--- AUFGABENSTELLUNG ---
Stelle die Zeilen von der Zeile mit „Could you spot the photographer“ einschließlich bis zum Ende der Einträge als JSON-Liste von Zeichenketten dar, eine Zeichenkette je Zeile und ohne Leerzeilen. Lass die Bilder in der Antwort weg.

--- DATENEINTRÄGE ---
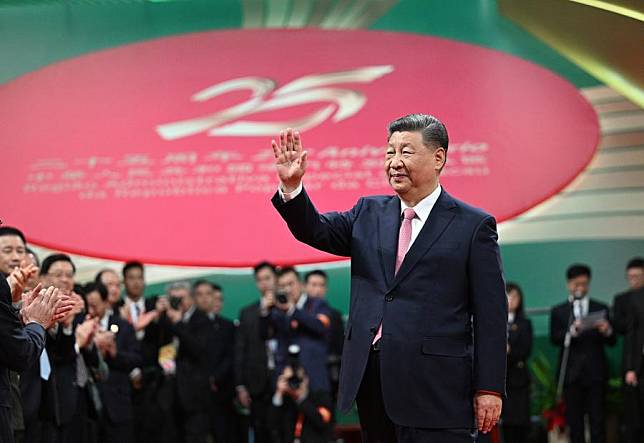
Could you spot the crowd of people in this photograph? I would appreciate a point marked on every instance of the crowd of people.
(581, 327)
(116, 366)
(119, 367)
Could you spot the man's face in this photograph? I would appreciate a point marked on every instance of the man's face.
(60, 275)
(184, 296)
(204, 298)
(635, 277)
(265, 280)
(218, 302)
(134, 283)
(316, 286)
(96, 307)
(291, 286)
(112, 282)
(578, 286)
(412, 168)
(12, 252)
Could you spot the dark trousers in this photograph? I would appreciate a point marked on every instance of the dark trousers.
(515, 433)
(110, 432)
(630, 426)
(376, 425)
(581, 399)
(259, 411)
(6, 430)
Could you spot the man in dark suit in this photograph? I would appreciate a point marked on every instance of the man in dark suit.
(253, 361)
(426, 336)
(147, 379)
(22, 336)
(300, 320)
(630, 426)
(586, 321)
(315, 286)
(120, 349)
(209, 299)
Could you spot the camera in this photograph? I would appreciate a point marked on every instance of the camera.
(293, 361)
(281, 298)
(175, 302)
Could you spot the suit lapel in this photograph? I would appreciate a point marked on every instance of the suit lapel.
(388, 227)
(439, 218)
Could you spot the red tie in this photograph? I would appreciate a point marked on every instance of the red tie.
(404, 239)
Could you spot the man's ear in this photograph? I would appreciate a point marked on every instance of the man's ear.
(440, 157)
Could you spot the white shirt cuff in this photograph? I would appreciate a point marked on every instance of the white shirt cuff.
(286, 196)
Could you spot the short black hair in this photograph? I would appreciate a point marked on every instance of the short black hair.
(264, 264)
(287, 270)
(577, 270)
(98, 287)
(8, 230)
(132, 265)
(313, 273)
(635, 262)
(53, 258)
(213, 286)
(99, 274)
(511, 286)
(31, 251)
(432, 129)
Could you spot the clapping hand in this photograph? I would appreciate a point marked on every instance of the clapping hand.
(18, 279)
(290, 159)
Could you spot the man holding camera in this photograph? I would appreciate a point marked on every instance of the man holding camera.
(300, 414)
(293, 318)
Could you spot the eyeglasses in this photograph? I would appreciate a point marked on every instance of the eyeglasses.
(69, 275)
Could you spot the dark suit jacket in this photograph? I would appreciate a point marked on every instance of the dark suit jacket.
(304, 329)
(251, 361)
(586, 361)
(634, 342)
(115, 391)
(20, 345)
(221, 341)
(192, 360)
(516, 408)
(444, 313)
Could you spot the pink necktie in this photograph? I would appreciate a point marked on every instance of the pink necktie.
(404, 239)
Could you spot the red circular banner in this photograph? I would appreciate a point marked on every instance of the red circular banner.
(160, 150)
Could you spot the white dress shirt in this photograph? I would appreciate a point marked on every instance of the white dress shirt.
(422, 209)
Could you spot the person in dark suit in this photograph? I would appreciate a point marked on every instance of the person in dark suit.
(316, 286)
(630, 420)
(634, 360)
(191, 329)
(425, 347)
(300, 320)
(147, 379)
(22, 334)
(120, 349)
(253, 362)
(586, 371)
(111, 280)
(516, 408)
(300, 414)
(221, 337)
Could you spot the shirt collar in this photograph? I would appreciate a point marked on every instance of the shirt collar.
(302, 301)
(424, 207)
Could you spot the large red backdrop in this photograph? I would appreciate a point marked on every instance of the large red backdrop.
(160, 150)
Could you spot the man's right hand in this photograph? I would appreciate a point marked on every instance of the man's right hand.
(44, 307)
(244, 397)
(290, 159)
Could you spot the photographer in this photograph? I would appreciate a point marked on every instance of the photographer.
(291, 317)
(299, 414)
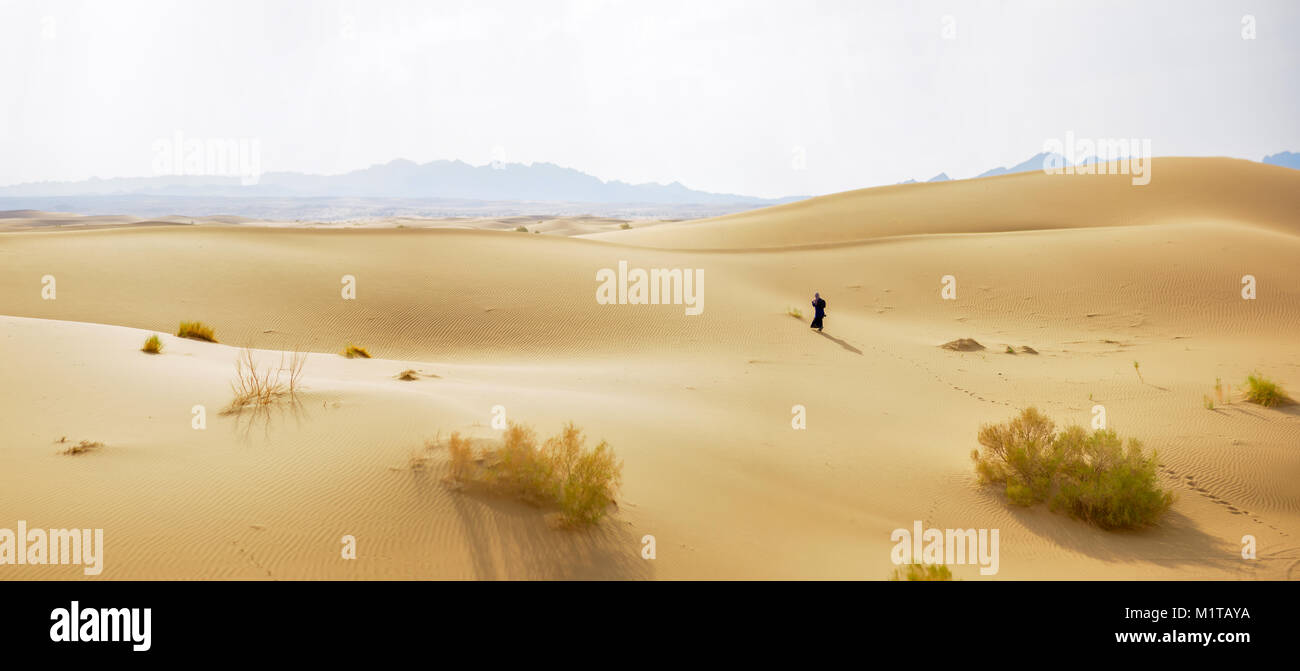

--- MUSTERLÖSUNG ---
[
  "Could you spot the photographer in this photograph? I would appreciate a point marked on every instance of the photographer.",
  "(291, 317)",
  "(299, 414)"
]